[Aim of the exercise]
Copy out the records starting at the line that contains "For each instance of the sandy" and stopping after the line that contains "(1230, 590)", swapping "window" for "glass pane" and leaving everything else unchanged. Give only those lines.

[Data shown]
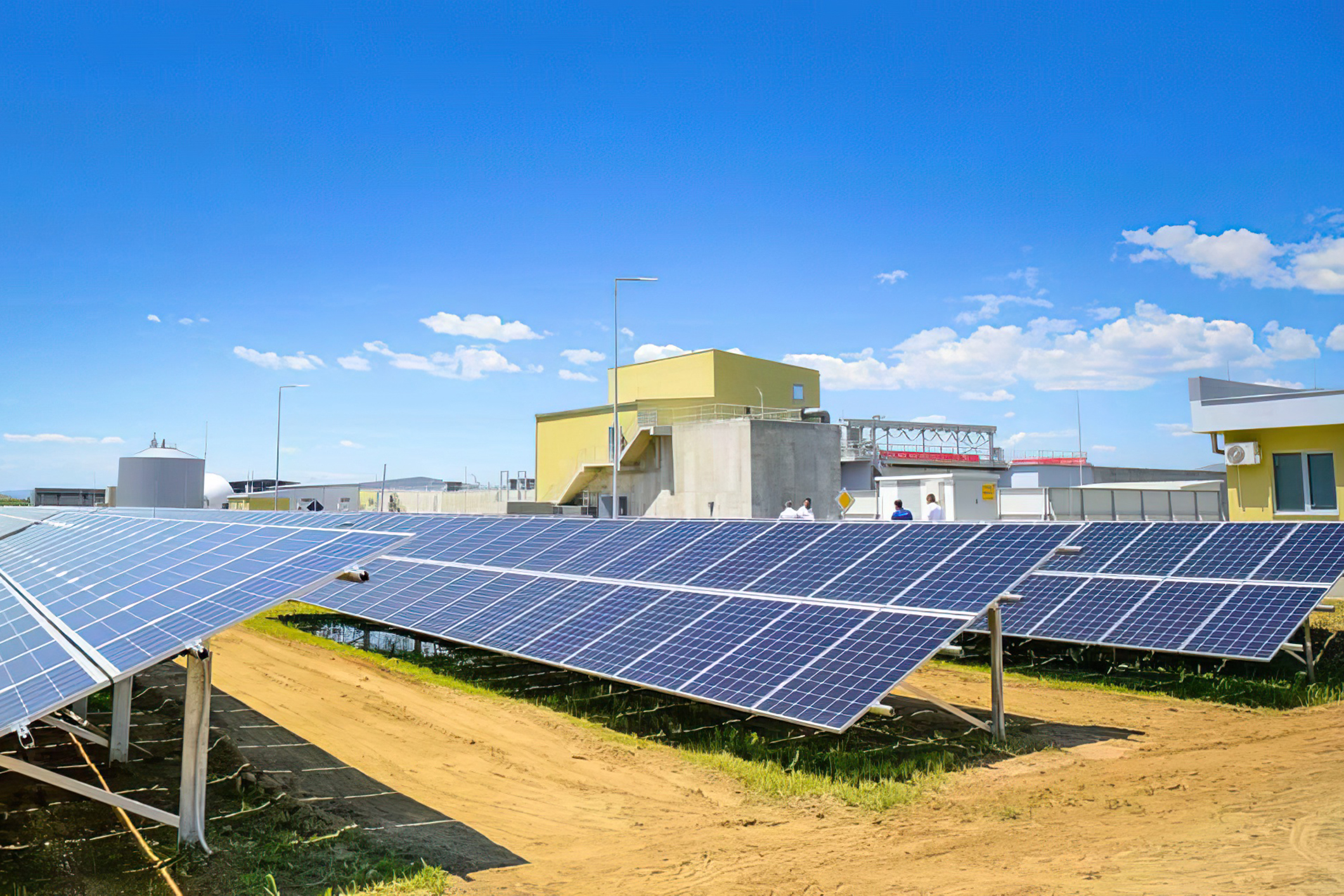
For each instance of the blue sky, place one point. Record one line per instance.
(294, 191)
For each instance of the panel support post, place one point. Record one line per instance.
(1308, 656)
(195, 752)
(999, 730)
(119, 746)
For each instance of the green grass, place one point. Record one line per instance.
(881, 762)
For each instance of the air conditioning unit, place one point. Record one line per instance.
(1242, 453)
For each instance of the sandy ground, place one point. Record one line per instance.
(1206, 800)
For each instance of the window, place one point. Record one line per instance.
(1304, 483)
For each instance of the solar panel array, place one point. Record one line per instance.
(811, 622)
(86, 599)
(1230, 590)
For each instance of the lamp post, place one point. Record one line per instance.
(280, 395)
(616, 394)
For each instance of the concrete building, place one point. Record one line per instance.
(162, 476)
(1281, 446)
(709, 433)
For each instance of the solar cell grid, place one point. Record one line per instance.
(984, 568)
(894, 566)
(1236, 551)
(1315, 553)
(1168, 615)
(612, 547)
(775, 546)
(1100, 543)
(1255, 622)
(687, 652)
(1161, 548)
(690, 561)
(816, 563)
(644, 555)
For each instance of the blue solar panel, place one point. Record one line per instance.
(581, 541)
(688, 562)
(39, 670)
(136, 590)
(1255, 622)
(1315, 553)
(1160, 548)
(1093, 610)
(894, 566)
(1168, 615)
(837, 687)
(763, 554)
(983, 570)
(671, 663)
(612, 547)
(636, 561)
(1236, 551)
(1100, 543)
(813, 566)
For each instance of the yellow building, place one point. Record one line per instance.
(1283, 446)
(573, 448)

==

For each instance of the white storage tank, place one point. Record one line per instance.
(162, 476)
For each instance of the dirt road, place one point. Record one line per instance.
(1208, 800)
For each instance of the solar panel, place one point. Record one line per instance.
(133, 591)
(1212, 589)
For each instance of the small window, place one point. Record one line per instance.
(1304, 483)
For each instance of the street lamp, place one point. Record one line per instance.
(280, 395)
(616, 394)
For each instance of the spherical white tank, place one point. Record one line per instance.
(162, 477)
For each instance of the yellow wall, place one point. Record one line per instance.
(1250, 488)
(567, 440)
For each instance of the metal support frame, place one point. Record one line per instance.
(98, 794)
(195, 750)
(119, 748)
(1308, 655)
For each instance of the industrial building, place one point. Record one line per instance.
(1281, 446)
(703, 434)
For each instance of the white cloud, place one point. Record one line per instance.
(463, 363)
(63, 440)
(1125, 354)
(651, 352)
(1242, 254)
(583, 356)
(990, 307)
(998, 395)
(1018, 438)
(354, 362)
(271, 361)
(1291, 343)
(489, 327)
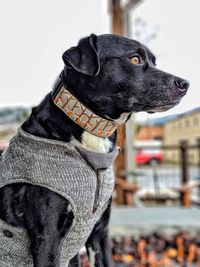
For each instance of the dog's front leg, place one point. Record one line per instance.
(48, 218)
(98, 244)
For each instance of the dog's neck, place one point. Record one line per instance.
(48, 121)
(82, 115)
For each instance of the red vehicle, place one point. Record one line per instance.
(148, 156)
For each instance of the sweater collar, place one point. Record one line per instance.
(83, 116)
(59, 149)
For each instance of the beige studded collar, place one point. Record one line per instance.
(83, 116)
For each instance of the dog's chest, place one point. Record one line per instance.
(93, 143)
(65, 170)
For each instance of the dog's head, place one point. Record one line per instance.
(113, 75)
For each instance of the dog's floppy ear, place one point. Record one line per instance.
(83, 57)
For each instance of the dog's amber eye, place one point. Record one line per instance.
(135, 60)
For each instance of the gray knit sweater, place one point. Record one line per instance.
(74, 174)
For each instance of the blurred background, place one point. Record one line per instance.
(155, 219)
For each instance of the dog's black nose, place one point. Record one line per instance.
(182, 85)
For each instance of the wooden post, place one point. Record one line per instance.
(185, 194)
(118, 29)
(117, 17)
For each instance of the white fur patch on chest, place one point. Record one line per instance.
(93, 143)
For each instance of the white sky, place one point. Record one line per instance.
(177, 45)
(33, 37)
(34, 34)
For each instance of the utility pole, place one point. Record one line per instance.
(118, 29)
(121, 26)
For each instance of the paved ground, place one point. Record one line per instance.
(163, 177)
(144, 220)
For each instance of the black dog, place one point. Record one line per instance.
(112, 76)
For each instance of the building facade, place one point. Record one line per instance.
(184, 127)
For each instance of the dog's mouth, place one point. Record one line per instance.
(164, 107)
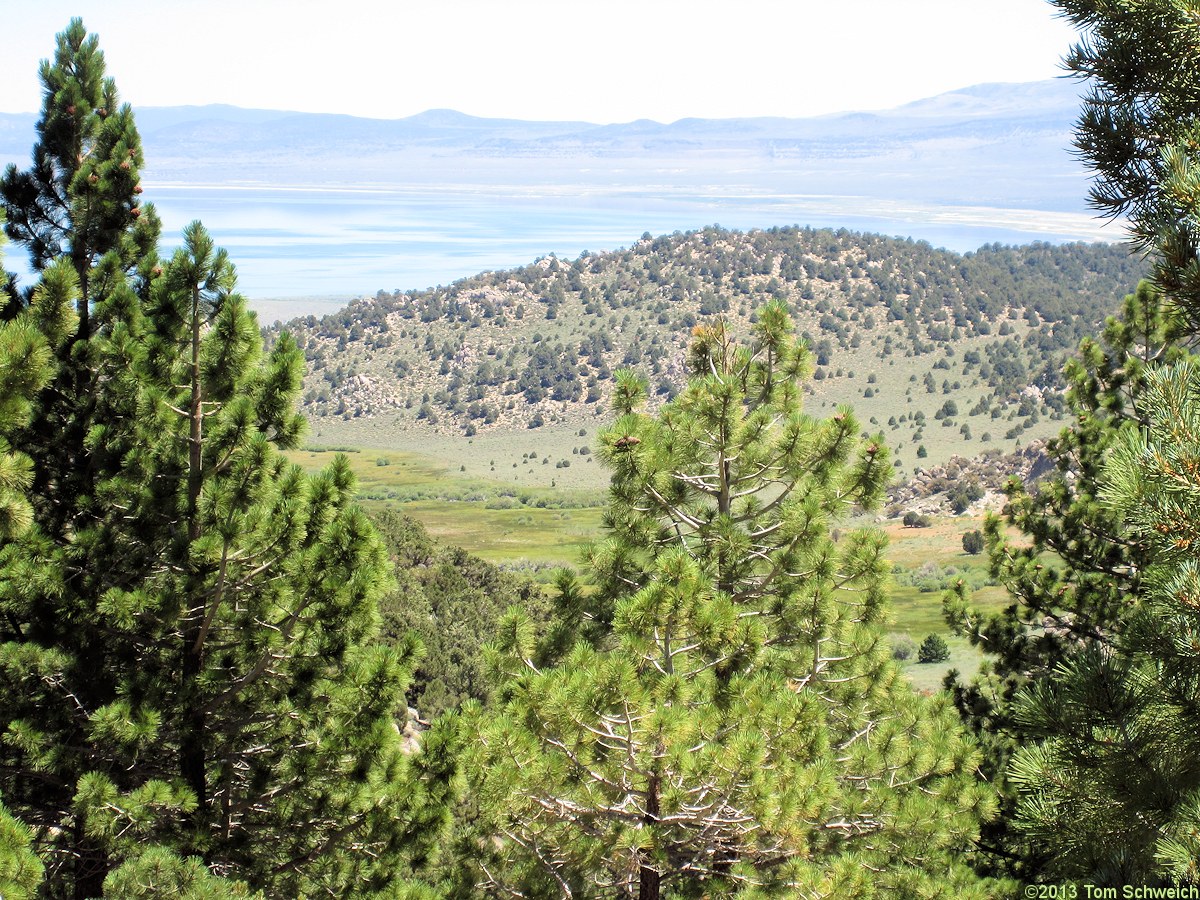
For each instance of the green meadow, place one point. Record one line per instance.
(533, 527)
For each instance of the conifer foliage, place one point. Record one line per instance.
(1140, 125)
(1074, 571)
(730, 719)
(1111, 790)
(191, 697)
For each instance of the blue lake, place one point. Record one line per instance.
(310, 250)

[The solution]
For each instance of the sandy ground, place one point. Record one line per instance.
(1206, 800)
For each instance of the glass pane, place one point. Record one line per instance.
(1304, 483)
For each instance of the solar panel array, place one point. Record one line per instance.
(811, 622)
(86, 599)
(1230, 590)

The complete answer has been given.